* **Work instructions**
Render the data from its first line through the line containing "point(353, 564)" as a Markdown table with the columns No. and Data line, numbering each row and skipping blank lines. Leave the pictures out.
== == ==
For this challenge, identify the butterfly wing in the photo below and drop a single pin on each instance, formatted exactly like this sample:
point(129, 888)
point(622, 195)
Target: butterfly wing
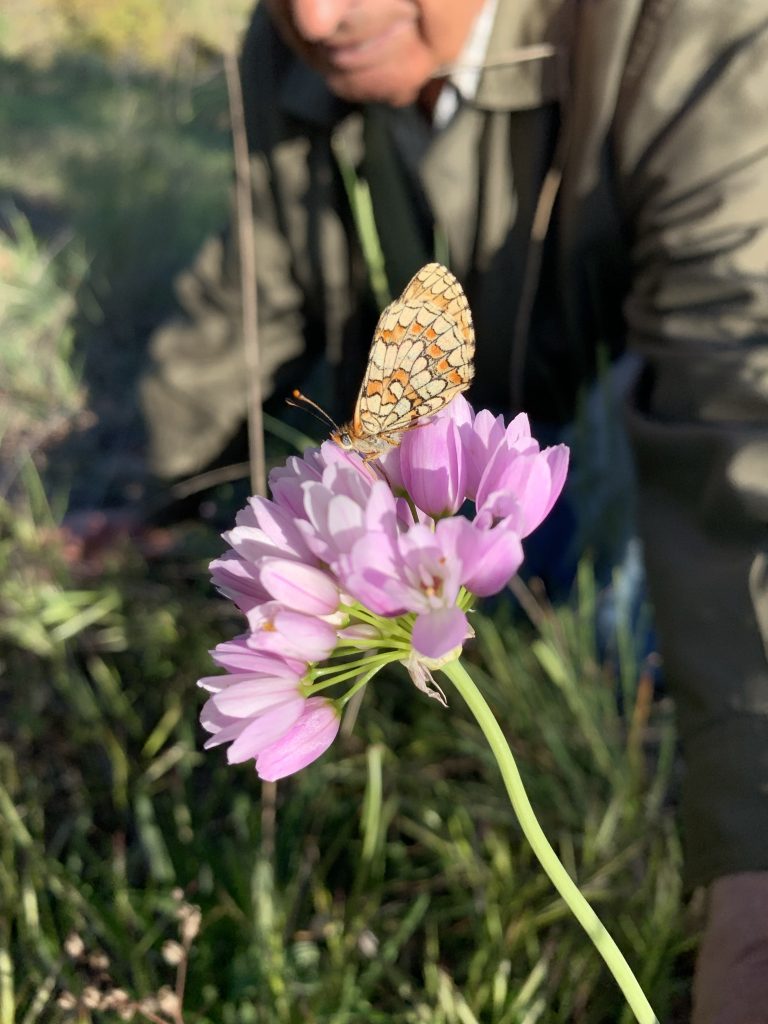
point(421, 356)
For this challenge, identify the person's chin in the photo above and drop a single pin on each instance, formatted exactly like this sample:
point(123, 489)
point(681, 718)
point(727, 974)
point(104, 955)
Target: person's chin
point(375, 86)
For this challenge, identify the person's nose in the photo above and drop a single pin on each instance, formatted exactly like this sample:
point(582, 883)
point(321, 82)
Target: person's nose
point(316, 19)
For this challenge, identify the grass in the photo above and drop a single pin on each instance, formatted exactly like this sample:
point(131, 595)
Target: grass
point(399, 888)
point(395, 886)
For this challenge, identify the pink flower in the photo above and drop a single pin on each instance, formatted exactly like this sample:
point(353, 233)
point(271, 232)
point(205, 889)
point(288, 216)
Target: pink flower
point(433, 467)
point(351, 565)
point(251, 710)
point(308, 737)
point(521, 486)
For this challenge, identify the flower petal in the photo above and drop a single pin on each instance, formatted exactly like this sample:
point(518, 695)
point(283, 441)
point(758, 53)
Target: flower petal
point(309, 736)
point(259, 733)
point(300, 587)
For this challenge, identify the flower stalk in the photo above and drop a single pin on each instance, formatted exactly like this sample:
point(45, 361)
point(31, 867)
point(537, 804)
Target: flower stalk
point(541, 846)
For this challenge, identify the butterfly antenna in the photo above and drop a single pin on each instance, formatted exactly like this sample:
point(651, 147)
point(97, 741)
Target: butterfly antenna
point(300, 400)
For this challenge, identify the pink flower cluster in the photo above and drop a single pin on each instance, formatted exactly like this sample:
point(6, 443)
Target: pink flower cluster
point(353, 564)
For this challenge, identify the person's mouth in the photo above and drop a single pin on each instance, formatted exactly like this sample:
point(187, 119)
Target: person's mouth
point(358, 53)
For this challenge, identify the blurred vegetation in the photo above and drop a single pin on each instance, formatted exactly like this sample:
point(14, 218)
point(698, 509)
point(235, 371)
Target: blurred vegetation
point(155, 33)
point(398, 889)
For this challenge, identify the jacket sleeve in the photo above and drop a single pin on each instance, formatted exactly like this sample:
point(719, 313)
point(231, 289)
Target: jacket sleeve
point(692, 157)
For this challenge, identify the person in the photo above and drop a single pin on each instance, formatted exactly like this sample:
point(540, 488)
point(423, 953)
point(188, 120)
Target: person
point(596, 174)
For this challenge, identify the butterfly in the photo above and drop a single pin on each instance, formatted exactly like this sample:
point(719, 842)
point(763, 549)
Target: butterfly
point(421, 357)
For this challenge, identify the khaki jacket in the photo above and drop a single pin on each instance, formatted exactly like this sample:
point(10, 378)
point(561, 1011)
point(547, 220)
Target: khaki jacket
point(606, 189)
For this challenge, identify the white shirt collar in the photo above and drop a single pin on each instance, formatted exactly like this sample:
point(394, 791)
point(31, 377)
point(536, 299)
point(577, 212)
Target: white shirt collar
point(464, 78)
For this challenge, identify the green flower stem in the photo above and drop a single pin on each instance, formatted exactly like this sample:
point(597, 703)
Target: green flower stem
point(541, 846)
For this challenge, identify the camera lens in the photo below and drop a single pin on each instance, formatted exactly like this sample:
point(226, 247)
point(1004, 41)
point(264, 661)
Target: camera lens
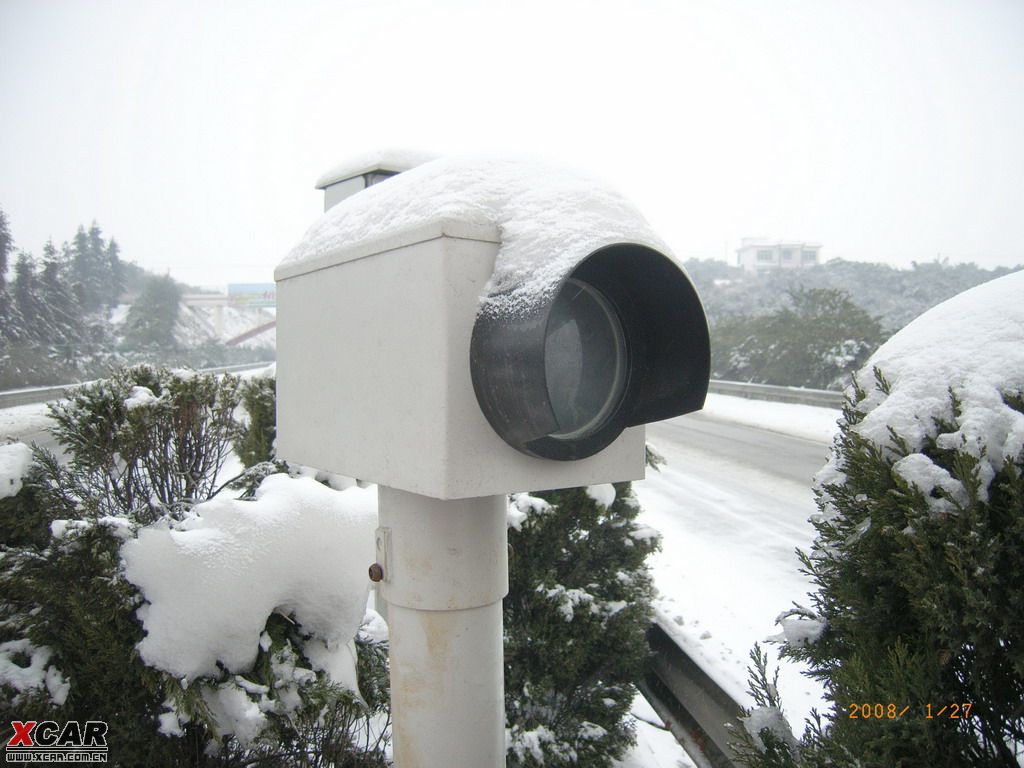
point(584, 359)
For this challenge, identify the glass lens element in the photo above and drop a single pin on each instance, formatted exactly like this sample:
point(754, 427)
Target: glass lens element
point(584, 359)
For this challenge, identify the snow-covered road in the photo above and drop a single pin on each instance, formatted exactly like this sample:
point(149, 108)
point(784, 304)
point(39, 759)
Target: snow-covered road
point(732, 504)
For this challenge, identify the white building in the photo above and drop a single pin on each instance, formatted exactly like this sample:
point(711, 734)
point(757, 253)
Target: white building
point(757, 254)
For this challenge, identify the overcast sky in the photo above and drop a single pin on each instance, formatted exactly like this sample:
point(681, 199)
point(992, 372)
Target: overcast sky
point(886, 130)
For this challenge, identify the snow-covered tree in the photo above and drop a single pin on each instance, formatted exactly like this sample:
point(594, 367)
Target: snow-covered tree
point(576, 617)
point(153, 317)
point(920, 598)
point(817, 339)
point(120, 566)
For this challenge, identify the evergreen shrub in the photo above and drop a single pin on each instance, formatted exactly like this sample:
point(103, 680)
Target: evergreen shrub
point(919, 604)
point(142, 448)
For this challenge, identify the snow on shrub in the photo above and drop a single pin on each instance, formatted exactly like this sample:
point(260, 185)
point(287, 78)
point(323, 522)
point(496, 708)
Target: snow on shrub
point(210, 581)
point(916, 561)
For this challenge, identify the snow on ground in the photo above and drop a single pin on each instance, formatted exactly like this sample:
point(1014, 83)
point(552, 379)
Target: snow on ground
point(727, 565)
point(23, 420)
point(14, 461)
point(810, 422)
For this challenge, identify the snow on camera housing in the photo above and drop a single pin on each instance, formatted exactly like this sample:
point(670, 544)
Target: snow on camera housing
point(454, 329)
point(623, 342)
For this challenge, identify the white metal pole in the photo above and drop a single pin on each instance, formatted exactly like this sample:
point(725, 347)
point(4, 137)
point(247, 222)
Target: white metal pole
point(444, 569)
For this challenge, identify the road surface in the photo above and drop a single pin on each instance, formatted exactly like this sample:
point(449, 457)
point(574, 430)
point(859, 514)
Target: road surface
point(732, 505)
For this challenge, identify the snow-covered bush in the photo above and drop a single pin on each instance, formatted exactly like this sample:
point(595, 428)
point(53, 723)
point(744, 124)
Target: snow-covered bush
point(576, 617)
point(920, 602)
point(255, 443)
point(205, 631)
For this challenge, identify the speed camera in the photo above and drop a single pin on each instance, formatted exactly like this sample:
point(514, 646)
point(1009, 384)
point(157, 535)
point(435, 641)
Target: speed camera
point(468, 329)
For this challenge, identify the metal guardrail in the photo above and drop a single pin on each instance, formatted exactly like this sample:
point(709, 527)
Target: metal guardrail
point(821, 397)
point(693, 707)
point(33, 395)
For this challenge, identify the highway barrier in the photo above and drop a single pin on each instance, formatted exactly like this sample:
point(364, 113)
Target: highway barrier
point(31, 395)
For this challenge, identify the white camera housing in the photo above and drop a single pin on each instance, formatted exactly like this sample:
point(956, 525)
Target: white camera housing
point(381, 333)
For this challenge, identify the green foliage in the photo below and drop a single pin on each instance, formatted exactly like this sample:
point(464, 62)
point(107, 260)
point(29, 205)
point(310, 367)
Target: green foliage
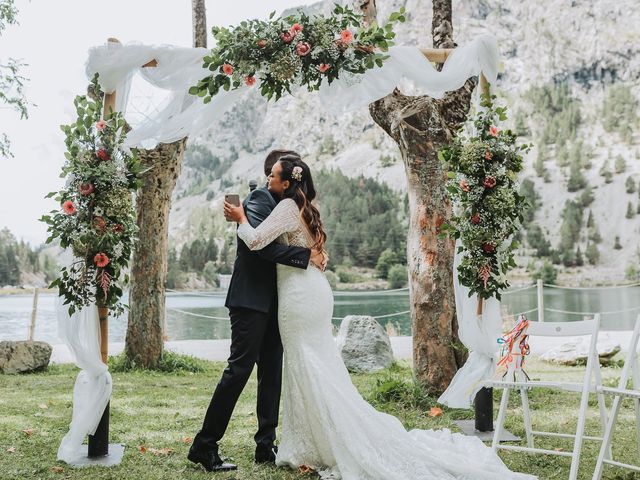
point(362, 218)
point(620, 111)
point(298, 49)
point(97, 216)
point(545, 272)
point(169, 362)
point(558, 110)
point(398, 276)
point(482, 171)
point(11, 80)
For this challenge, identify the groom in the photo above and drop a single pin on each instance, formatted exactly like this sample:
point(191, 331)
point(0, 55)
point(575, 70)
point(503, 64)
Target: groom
point(255, 338)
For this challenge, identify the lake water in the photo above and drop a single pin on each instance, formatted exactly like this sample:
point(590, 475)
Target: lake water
point(185, 323)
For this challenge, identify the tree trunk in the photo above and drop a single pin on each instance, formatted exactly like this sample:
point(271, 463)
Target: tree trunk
point(199, 23)
point(421, 126)
point(144, 340)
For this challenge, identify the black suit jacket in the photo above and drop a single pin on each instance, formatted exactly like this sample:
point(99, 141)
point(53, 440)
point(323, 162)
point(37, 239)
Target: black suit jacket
point(253, 283)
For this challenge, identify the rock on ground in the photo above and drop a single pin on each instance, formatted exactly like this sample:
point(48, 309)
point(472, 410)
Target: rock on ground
point(364, 344)
point(24, 356)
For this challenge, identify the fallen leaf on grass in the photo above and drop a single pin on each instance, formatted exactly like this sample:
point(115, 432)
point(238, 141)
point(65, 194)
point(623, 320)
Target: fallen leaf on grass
point(435, 412)
point(304, 469)
point(161, 452)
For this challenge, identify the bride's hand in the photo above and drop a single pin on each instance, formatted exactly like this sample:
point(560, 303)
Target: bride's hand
point(233, 213)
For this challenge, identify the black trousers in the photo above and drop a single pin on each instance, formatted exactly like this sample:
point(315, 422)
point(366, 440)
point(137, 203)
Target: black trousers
point(255, 339)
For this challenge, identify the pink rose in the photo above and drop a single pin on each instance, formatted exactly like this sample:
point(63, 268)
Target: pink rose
point(346, 36)
point(286, 37)
point(303, 48)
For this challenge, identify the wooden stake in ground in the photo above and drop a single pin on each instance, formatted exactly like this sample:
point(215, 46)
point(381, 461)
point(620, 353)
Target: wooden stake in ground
point(421, 126)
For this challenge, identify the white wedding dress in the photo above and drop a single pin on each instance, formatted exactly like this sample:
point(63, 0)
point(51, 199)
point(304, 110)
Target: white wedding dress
point(326, 424)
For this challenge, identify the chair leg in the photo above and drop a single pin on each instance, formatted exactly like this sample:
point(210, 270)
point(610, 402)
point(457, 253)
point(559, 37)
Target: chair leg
point(527, 416)
point(605, 448)
point(500, 423)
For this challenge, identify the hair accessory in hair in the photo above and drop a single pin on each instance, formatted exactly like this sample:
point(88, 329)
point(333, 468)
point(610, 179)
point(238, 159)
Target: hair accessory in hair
point(296, 173)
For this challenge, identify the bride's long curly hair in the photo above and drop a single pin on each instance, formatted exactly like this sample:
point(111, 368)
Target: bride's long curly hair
point(303, 193)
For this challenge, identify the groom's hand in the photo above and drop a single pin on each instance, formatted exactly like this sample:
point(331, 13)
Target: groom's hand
point(319, 258)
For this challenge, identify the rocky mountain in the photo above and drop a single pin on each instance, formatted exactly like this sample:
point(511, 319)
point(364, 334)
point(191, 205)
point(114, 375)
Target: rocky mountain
point(588, 46)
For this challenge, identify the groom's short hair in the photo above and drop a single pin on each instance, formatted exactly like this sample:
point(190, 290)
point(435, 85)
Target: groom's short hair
point(274, 156)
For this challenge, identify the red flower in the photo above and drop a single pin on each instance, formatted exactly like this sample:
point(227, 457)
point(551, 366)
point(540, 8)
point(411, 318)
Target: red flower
point(68, 207)
point(346, 36)
point(488, 247)
point(99, 223)
point(286, 37)
point(86, 189)
point(490, 182)
point(303, 48)
point(103, 155)
point(101, 260)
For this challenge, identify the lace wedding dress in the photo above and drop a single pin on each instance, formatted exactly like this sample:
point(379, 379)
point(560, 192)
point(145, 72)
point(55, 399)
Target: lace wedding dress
point(326, 424)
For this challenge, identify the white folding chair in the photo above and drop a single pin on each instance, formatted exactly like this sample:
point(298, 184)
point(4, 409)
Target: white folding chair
point(516, 380)
point(630, 369)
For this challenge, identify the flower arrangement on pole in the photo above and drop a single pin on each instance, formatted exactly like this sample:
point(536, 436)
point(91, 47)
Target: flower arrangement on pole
point(482, 180)
point(96, 218)
point(297, 50)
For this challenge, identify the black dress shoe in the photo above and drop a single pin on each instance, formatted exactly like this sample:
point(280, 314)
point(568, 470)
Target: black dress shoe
point(211, 461)
point(266, 455)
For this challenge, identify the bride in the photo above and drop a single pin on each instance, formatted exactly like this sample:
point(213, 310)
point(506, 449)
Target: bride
point(326, 424)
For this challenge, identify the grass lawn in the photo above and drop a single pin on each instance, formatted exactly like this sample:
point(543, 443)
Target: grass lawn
point(159, 412)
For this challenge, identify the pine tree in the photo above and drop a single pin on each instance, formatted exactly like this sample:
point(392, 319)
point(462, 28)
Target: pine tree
point(616, 243)
point(630, 185)
point(631, 212)
point(592, 253)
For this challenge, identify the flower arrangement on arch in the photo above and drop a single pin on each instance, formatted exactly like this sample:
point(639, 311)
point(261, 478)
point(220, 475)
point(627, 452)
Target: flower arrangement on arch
point(294, 50)
point(96, 219)
point(482, 170)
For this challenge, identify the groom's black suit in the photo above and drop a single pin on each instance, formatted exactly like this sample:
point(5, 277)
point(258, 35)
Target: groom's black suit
point(255, 338)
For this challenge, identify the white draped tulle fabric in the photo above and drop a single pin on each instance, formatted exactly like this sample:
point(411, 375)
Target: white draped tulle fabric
point(480, 336)
point(180, 68)
point(92, 390)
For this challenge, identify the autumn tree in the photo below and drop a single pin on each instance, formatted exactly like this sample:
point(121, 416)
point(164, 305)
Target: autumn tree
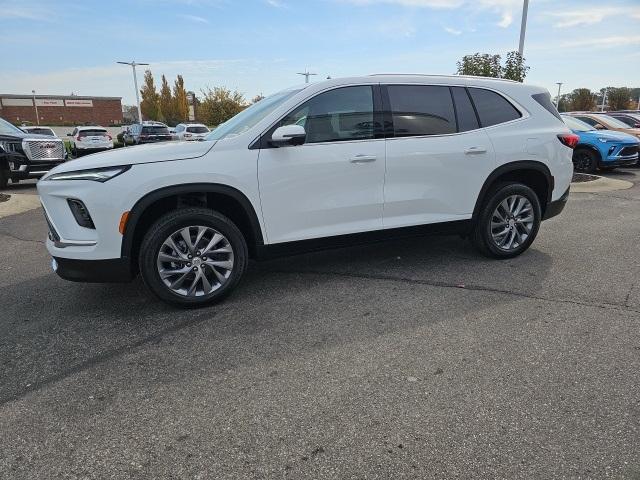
point(150, 104)
point(486, 65)
point(180, 103)
point(167, 112)
point(220, 104)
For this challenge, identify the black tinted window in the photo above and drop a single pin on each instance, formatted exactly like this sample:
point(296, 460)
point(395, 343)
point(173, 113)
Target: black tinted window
point(467, 119)
point(492, 108)
point(544, 99)
point(421, 110)
point(338, 115)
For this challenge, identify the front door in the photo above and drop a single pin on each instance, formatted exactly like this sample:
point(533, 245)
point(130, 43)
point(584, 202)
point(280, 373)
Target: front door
point(333, 183)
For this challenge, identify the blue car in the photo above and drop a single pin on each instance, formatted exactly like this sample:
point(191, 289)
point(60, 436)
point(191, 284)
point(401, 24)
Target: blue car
point(603, 149)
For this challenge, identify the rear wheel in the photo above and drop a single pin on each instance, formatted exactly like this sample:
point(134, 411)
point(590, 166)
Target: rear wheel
point(508, 221)
point(193, 257)
point(585, 160)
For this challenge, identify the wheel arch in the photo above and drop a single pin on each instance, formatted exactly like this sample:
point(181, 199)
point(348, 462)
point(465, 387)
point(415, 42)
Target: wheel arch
point(227, 200)
point(534, 174)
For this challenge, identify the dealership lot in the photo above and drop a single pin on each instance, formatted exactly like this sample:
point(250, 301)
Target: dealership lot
point(404, 359)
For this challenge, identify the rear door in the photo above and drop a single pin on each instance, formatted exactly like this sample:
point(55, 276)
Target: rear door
point(438, 157)
point(332, 184)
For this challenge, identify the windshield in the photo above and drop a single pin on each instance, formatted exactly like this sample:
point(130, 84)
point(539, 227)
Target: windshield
point(613, 122)
point(250, 116)
point(577, 125)
point(7, 129)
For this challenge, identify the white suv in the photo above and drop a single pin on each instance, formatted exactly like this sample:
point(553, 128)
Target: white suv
== == ==
* **Written solution**
| No. | Data line |
|---|---|
| 1 | For this challenge, identify the butterfly wing in the photo below and drop a single pin on each instance, formatted exactly like this sample: |
| 2 | point(129, 888) |
| 3 | point(622, 195) |
| 4 | Target: butterfly wing |
| 5 | point(421, 356) |
| 6 | For this challenge, identify the person's chin in the photo above and drop a single pin on each instance, formatted exactly like this sample: |
| 7 | point(123, 489) |
| 8 | point(681, 718) |
| 9 | point(727, 974) |
| 10 | point(104, 955) |
| 11 | Target: person's chin |
| 12 | point(375, 86) |
| 13 | For this challenge, identify the person's nose in the photo above and drop a single pin on each instance, formatted exactly like this sample: |
| 14 | point(582, 883) |
| 15 | point(321, 82) |
| 16 | Target: person's nose |
| 17 | point(316, 19) |
| 18 | For this challenge, identify the grass in the photo above and drop a single pin on each instance, formatted exactly like this sample: |
| 19 | point(131, 595) |
| 20 | Target: grass |
| 21 | point(399, 888) |
| 22 | point(395, 886) |
| 23 | For this challenge, identify the pink flower in the photo above and drop a single pin on each instance, formatted exactly like this sample: |
| 24 | point(353, 233) |
| 25 | point(271, 232) |
| 26 | point(205, 889) |
| 27 | point(288, 216) |
| 28 | Target: pink flower |
| 29 | point(433, 467) |
| 30 | point(351, 565) |
| 31 | point(251, 710) |
| 32 | point(308, 737) |
| 33 | point(521, 486) |
| 34 | For this challenge, identify the flower petal in the photo above and drop a single pin on each instance, formatted exactly like this sample: |
| 35 | point(518, 695) |
| 36 | point(283, 441) |
| 37 | point(758, 53) |
| 38 | Target: flower petal |
| 39 | point(309, 736) |
| 40 | point(259, 733) |
| 41 | point(300, 587) |
| 42 | For this challenge, identify the flower stalk in the photo above and drop a single pin on each instance, formatted exactly like this sample: |
| 43 | point(45, 361) |
| 44 | point(31, 867) |
| 45 | point(537, 804) |
| 46 | Target: flower stalk |
| 47 | point(541, 846) |
| 48 | For this challenge, identify the butterfly antenna in the photo above and drop a single pin on each instance, formatted exactly like this sample: |
| 49 | point(651, 147) |
| 50 | point(97, 741) |
| 51 | Target: butterfly antenna |
| 52 | point(300, 400) |
| 53 | For this challenge, identify the pink flower cluster in the photo above and drop a single pin on each instance, formatted exactly like this sample: |
| 54 | point(6, 443) |
| 55 | Target: pink flower cluster |
| 56 | point(353, 564) |